There has never been such a walk to London Drugs. There were tiny blossoms coming out on the trees which had already begun to float to the ground. I smiled at unsuspecting passers by, a few of whom were even emboldened by the sunshine to smile back. I saw children with muddy bare feet and old people basking in sunbeams on benches like cats. The smell of fresh manure—like spring in Pennsylvania—became the smell of flowers by the time I got to 12th.

A couple hours ago I took the compost out with my own feet bare on the warm ground. So that’s how things are here today.

The Indigestible Portions

I’m probably about to get all kinds of poetry on you. (But please don’t go away just yet. Hear me out.)

I am tired and achy at the moment. We could blame it somewhat fairly on last night’s restless sleep, but at the core is the fact that I’ve had an anxious week and my body knows it. Some days the sky is blue and I wear sparkly shoes because I like them, but other days, though the sky is still blue, I wear sparkly shoes because I need them and much of my energy goes into managing and dismantling my fear, trying to move past it so I can function. More than ever recently, I’ve become aware of the myriad of coping strategies I’ve developed to deal with everyday anxieties.

When I was eleven I made up a trick I sometimes still use. When I felt overwhelmed I would take a piece of paper and draw and label a little cloud for each of my worries–size and darkness corresponding to the intensity of each. I found that when I did this, put them out on paper visually, there were always fewer of them than I had assumed.

In college, to get out of bed on hard days I would promise myself that I could wear an oversized flannel, that I could put no effort into my appearance and play-act as the Invisible Girl, if only I would get up and go to class.

Even this past Fall, when I first moved to Vancouver, I was still adding strategies to my arsenal. I was irrationally nervous about riding the city bus, and so for the first few days, every time I waited at a bus stop I took a picture of my feet, so that my camera roll would fill up with growing evidence that I had done this before and I could do it again.

Every one of the aforementioned strategies have worked and still work when I need them. I am oddly proud of all the little ways I’ve come up with to chant to myself, “Be brave, be brave, and be brave.” It’s quite possible you have a similar list yourself.

But.

It is Lent now. We are in a season in which we are supposed to remember our own mortality, to feel death in our bones and pray to understand what that means. So I have found myself thinking that while bravery is good and well, it is perhaps also good and well to sit and learn from my own frailty. When my hands begin to shake, as they have a couple times this week, perhaps instead of sitting on them so they will stop and no one will notice, I can look at them and remember the dust from whence they were formed. In the stillness of the weeks leading up to our celebration of Christ’s deafening acts of redemption and renewal, maybe this magnified anxiety is not a curse, but an appropriate reminder of my need.

Records:

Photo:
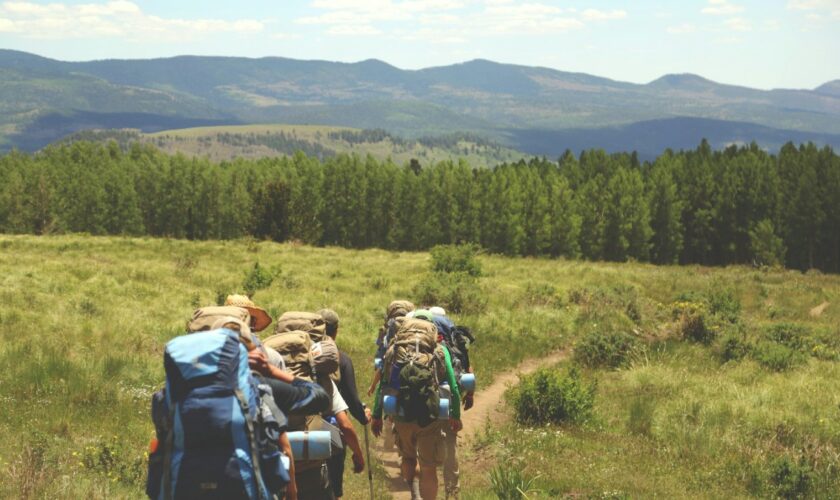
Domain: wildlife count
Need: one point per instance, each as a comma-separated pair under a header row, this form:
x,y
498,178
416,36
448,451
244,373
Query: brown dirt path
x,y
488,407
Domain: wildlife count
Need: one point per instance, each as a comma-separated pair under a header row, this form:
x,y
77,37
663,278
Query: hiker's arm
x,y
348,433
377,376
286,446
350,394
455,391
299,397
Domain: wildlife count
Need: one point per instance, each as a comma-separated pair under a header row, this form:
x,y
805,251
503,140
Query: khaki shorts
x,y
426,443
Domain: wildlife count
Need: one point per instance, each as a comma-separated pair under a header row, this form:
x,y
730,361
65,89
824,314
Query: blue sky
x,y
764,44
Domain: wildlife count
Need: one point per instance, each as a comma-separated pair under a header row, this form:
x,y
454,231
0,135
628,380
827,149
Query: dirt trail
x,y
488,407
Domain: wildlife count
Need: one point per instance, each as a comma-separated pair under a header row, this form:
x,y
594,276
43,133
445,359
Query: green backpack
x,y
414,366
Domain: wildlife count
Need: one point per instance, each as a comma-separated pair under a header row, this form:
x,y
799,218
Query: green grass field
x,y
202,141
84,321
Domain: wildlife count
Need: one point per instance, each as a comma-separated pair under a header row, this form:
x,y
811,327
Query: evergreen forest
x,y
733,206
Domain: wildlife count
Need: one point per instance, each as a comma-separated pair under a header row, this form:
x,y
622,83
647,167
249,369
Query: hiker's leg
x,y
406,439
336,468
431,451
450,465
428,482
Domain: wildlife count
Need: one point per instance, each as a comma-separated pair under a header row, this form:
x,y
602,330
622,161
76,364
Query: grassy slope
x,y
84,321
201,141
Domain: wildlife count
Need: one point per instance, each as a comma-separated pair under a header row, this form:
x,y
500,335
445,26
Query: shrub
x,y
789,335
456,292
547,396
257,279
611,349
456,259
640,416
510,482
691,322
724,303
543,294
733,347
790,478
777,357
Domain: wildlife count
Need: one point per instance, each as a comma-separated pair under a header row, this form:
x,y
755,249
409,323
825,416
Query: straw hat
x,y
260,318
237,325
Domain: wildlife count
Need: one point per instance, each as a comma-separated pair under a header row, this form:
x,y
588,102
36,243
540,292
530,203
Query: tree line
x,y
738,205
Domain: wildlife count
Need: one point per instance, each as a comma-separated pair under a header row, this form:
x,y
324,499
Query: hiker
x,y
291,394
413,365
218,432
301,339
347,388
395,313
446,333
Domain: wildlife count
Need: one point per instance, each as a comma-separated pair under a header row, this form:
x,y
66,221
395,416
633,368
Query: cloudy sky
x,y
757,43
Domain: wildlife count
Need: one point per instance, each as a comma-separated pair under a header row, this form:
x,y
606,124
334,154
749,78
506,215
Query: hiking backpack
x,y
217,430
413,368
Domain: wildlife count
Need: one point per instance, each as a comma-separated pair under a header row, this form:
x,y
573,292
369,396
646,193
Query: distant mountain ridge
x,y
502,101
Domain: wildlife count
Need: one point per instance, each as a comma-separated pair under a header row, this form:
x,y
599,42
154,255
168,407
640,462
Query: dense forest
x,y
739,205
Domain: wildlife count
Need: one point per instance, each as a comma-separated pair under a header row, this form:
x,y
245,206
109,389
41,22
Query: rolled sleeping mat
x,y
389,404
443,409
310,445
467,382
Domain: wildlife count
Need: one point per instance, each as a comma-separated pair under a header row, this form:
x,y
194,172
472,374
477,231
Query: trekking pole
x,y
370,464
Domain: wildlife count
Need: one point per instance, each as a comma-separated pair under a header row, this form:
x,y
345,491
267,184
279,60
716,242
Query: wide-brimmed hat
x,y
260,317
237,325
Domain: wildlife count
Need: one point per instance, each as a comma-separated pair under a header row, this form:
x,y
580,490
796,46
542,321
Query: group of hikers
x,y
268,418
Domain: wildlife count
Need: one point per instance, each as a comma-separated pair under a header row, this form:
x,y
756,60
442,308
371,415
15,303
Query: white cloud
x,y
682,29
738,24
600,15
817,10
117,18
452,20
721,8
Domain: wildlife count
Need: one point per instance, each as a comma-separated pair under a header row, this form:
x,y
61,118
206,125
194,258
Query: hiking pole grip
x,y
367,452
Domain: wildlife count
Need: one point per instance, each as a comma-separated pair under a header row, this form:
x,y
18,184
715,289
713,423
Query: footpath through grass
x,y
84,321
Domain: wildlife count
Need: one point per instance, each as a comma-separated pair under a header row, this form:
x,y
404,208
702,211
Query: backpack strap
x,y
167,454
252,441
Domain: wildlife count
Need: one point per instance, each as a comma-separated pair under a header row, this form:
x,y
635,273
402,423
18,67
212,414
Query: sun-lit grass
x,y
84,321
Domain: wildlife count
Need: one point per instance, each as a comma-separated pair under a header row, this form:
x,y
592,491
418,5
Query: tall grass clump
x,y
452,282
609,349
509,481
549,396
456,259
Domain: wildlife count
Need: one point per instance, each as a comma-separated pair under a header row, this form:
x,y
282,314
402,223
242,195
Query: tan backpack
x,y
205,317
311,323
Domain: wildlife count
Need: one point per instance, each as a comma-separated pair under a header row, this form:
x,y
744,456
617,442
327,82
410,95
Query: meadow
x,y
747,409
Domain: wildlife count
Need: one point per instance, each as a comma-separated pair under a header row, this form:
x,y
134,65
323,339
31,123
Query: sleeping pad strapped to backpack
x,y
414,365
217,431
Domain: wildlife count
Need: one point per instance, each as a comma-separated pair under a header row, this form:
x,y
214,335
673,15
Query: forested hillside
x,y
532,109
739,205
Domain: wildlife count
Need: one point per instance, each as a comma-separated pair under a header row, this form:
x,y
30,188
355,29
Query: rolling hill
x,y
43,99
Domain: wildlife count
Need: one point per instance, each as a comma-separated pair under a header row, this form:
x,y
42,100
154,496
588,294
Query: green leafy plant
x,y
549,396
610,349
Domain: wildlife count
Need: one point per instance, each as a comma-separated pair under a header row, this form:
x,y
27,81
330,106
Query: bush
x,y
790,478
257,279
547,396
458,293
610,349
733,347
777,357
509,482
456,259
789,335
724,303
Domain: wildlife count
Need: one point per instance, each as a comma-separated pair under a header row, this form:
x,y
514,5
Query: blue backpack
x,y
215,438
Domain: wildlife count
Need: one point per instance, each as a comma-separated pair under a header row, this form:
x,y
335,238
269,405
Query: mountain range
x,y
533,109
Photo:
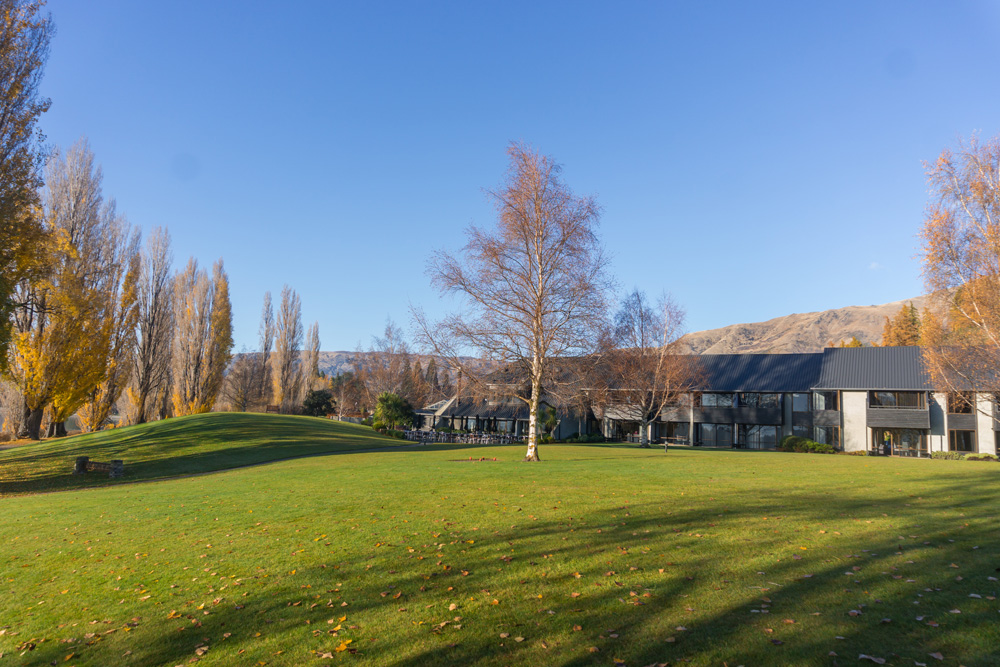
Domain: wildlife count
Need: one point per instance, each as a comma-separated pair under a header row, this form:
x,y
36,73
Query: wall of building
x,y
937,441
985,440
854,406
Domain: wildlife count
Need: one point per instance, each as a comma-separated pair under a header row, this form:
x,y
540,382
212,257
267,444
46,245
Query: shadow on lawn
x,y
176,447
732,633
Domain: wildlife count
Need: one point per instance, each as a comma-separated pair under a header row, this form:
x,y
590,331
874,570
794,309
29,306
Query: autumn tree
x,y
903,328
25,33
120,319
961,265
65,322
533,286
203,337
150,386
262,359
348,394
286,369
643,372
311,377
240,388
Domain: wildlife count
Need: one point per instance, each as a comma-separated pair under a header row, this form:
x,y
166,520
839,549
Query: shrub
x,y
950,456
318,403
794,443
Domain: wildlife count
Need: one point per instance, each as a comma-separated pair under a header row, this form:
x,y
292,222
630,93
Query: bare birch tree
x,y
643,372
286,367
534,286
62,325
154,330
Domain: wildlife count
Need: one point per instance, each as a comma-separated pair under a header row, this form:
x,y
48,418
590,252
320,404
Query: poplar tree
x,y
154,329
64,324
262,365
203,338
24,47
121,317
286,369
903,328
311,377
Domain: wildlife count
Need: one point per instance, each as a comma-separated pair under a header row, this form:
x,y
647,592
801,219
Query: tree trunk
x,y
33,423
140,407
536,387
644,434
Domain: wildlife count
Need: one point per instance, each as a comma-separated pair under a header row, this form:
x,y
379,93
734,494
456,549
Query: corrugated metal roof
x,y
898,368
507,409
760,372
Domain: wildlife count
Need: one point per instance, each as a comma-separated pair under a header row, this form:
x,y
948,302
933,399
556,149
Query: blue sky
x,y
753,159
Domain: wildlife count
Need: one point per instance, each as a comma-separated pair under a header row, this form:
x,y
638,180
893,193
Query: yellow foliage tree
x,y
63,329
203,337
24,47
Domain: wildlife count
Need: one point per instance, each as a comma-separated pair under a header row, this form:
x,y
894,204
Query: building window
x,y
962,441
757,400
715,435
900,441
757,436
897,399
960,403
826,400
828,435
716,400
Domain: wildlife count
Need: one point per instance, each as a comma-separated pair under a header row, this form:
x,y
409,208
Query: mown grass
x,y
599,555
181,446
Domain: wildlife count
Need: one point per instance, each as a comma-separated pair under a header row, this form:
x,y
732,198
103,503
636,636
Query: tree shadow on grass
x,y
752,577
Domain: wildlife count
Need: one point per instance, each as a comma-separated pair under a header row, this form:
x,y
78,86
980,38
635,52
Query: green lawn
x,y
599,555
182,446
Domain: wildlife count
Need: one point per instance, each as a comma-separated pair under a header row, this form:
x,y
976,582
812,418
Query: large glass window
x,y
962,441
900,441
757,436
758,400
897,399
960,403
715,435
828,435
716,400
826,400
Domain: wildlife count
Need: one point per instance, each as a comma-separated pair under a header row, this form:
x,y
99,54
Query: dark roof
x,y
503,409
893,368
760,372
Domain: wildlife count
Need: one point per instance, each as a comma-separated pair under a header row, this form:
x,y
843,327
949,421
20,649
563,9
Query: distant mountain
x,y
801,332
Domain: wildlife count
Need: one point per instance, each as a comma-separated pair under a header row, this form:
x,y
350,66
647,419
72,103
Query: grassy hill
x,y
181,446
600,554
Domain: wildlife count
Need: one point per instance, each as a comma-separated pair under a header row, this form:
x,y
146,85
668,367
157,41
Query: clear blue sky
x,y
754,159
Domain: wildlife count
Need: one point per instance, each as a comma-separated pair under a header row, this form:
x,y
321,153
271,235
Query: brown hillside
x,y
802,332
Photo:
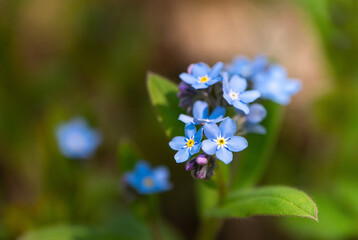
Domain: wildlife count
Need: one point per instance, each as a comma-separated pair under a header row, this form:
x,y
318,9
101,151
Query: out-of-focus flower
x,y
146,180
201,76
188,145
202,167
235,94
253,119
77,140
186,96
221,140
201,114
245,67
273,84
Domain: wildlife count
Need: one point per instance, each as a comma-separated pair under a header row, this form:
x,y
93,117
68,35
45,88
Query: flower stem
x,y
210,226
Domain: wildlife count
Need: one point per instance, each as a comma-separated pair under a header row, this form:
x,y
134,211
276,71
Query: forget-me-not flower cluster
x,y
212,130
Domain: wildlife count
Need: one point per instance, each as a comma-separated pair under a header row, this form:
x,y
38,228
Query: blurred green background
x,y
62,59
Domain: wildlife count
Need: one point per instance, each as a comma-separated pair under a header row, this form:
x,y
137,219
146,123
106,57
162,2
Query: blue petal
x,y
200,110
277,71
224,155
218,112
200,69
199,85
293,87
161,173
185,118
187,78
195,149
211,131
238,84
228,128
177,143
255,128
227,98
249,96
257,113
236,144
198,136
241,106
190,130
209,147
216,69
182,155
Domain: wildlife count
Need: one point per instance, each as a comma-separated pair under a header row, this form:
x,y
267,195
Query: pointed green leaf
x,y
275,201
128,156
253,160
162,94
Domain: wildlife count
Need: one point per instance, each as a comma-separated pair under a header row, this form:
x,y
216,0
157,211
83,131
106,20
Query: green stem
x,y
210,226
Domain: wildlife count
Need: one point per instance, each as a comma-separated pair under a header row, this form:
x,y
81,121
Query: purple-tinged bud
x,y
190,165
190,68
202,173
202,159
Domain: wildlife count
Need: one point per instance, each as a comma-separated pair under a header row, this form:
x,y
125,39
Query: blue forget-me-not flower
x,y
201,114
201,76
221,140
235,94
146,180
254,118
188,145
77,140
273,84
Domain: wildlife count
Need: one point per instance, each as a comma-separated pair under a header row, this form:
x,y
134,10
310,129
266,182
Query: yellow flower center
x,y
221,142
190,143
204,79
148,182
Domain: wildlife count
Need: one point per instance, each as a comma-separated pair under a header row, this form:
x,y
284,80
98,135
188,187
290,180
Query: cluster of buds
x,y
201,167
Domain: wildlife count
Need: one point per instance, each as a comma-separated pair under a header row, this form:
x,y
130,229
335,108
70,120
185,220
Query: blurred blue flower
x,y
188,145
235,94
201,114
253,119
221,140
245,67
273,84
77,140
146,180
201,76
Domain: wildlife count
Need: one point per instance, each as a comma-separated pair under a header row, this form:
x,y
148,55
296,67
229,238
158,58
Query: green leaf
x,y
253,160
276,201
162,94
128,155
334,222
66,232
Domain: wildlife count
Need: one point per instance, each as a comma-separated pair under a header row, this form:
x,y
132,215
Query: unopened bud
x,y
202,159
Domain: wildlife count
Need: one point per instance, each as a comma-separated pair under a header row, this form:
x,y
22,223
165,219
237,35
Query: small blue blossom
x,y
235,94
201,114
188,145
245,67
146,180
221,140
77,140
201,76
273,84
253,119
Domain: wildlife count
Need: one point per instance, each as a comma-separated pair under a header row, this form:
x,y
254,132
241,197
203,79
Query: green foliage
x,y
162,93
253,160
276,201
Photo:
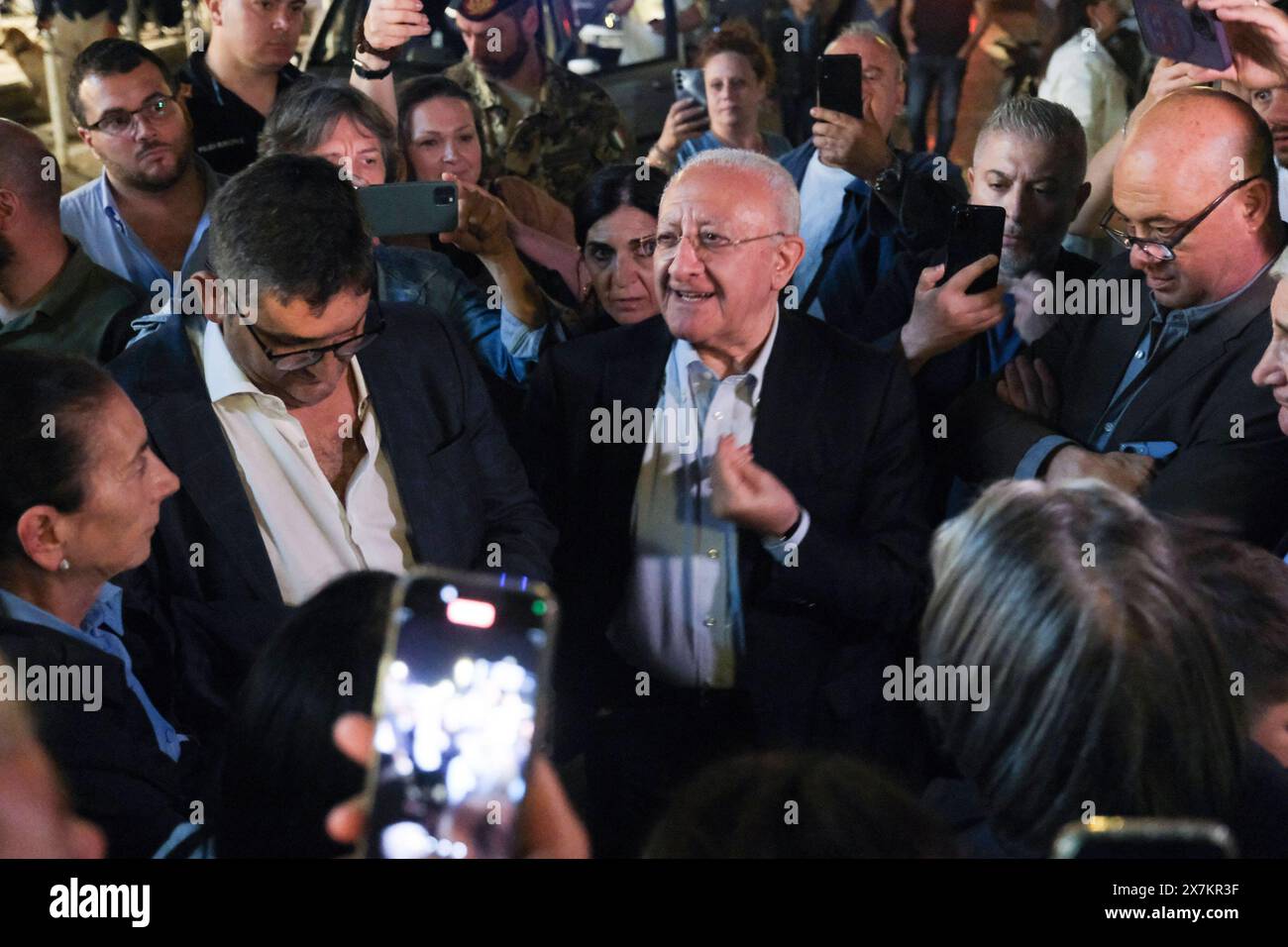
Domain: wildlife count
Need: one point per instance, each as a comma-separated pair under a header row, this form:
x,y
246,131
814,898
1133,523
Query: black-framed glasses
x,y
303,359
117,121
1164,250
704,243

Task:
Could you carry on the essay about anxiety and Lent, picking up right after its final sentence?

Result below:
In my Christian Imagination class a couple days ago we read Eliot’s “Ash Wednesday.” He is mournful and acutely aware of his limits, his lack of answers, his lack of any sufficient words at all. The liturgy of any traditional Ash Wednesday service is full of the same heavy truths Eliot has felt all his life, full of the angst of Prufrock’s “overwhelming question” from fifteen years earlier in his career. Yet in this first long poem after his conversion, everything is different because while Eliot sits in the void within himself, he knows the Word has come to fill it. The Gospel gives context to the weakness he has always known so intimately. And conversely, Eliot’s long fixation with human lack and the inadequacy of his own speech has fit him with ears to hear the words of Him who is greater.

So sure, those pictures of my feet back in August bear witness that I have done this before, that riding the bus is really not such a big deal, but if I am being honest, perhaps even more importantly, they bear witness to the truth that I was afraid. I was foolishly afraid of something I could not name, which never came to fruition. Those pictures chronicle how I am riddled with sin, riddled with holes, ultimately unable, despite all my little tricks, to cope with the “indigestible portions” of my human soul.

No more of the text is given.